Document —

The system call performs a mode switch to kernel mode. In kernel mode devices can be accessed. All CPU time spent in kernel mode is recorded as 'system' CPU.

Measuring IO

When you look at IO figures and latencies, you have understand two things. The first thing to understand is whether the measurement or measurements you are looking at is an average or an absolute measurement. Averages hide peaks, and the more time the measurement is taken over, the more averaged the figure is.

The other important thing is the above described layer the measurement comes from.

iostat, sar, node exporter or anything else that takes figures from /proc come from level 5.
bcc (ebpf) tools xfsdist and xfsslower come from from level 3.
bcc (ebpf) tools biosnoop, biolatency, biotop comes from level 5.
perf trace, strace come from level 3.
application figures come from level 1.

Measurements at different layers do include different amounts of work and thus might yield different figures. Also some tools can add (significant) latency (!!), such as strace and perf. Be extremely cautious in production situations!

I hope if you made it this far that these layers can have significance. In a lot of situations, when you encounter high latencies using figures obtained from for example application measured IO times, it simply means your disk device encountered that latency, and the latency figures are roughly equal over the the different layers.

How does a latency figure look like

But let's first look at latency figures. I said you have to know if a figure is an average or an absolute measurement. The reason for that is that IO latencies are not/never a single figure. They fluctuate.

This might come as a shock to some people, because lots (and I mean: LOTS) of people talk about IO latency stating a single figure. IO latency fluctuates, even with modern NVMe SSD, because there are lots and lots of things happening at the same on a modern computer system, which can and sometimes will influence your latency.

Also storage latency in modern clouds fluctuates, and you should/have to assess whether the fluctuations are acceptable. Some clouds have outliers that are quite high, but because of the low frequency of them still have an acceptable average latency.

If the fluctuations that I just described surprises you, and you thought that because you are running in a professional cloud means this is all consistent, please perform a fio benchmark on your cloud to find out. I know I was very surprised to see HDD era latencies. I am not kidding here!

Know your environment

In most cases there is no need to perform a deep dive into the kernel internals, and your physical IO latency simply was high. This can reasonably easy be established by trying to link latencies from the application and tools that obtained them from layer 3, and comparing them with latencies obtained from layer 5.

In a lot of cases that I seen there is a lacking understanding of disk bandwidth. The first observation is that people have a hard time understanding or appropriately reporting IOPS (operations per second) and MBPS (megabyte per second). My advise here is: do not fight the figures (perform measurements to see if these can be reached), but work with the figures (carefully use the figures to see how well your application performs IO).

The second observation is that I see a lot of people ignoring the fact that with a little bit of work you can understand the IO limits of your system. Please put in the effort to go to the cloud vendor's documentation and work out what IO limits you actually got. Without them you are flying blind.

(Dataset excerpts on object pointing)

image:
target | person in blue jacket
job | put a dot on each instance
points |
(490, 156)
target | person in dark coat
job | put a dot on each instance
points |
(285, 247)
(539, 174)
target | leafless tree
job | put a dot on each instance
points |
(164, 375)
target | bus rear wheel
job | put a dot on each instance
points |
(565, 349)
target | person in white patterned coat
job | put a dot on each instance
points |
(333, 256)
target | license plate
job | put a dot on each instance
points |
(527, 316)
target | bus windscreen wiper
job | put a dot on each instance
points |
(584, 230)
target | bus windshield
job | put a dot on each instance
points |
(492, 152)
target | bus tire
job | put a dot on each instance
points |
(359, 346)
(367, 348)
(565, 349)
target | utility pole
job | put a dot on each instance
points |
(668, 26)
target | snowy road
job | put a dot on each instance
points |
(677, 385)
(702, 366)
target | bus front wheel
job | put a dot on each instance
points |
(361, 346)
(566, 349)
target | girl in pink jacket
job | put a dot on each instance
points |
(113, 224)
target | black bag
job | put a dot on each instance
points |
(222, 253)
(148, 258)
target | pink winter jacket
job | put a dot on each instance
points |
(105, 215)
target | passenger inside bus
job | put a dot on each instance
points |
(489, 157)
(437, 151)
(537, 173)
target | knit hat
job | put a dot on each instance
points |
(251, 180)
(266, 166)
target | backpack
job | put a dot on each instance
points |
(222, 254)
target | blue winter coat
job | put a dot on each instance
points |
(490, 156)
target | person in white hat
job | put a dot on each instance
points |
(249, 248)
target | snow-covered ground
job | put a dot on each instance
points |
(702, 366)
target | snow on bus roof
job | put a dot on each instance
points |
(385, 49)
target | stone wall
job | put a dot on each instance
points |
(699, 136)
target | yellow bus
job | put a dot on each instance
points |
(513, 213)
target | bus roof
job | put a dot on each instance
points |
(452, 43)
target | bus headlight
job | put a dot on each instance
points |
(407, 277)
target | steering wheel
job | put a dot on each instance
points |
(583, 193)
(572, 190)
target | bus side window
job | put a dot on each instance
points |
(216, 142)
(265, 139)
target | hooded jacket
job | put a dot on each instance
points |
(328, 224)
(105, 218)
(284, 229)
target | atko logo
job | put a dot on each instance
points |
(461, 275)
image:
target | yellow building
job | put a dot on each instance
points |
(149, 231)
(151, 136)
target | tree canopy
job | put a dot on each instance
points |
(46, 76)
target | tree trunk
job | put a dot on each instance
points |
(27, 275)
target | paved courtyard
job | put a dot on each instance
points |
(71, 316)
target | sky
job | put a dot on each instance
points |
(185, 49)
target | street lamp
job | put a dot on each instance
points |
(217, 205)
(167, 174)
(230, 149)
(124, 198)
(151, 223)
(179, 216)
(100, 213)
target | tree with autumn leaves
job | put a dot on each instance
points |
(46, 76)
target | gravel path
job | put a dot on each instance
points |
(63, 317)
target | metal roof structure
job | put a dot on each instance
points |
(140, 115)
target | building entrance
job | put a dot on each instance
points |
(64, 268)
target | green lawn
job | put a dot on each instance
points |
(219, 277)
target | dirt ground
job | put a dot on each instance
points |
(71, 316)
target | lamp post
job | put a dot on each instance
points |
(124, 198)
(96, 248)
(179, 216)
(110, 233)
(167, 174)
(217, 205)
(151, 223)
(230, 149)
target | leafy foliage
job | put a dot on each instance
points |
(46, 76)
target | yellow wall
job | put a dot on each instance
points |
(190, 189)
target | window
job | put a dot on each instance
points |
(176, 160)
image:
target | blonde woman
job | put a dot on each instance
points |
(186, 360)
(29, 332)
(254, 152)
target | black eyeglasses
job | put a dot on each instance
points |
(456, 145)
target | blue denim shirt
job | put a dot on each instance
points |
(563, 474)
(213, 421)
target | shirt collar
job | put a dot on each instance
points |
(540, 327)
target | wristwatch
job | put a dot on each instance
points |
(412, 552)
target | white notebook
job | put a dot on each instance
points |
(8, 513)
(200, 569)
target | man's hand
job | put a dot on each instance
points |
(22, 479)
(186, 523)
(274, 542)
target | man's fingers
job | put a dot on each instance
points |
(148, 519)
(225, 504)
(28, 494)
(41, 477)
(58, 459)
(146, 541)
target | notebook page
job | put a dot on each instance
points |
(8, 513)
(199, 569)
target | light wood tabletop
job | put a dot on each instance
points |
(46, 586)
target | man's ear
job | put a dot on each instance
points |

Work instructions —
Rewrite the passage of the IO measurement text between "application figures come" and "the different layers.", inclusive, putting "live" in place of "production".

Answer to the problem —
application figures come from level 1.

Measurements at different layers do include different amounts of work and thus might yield different figures. Also some tools can add (significant) latency (!!), such as strace and perf. Be extremely cautious in live situations!

I hope if you made it this far that these layers can have significance. In a lot of situations, when you encounter high latencies using figures obtained from for example application measured IO times, it simply means your disk device encountered that latency, and the latency figures are roughly equal over the the different layers.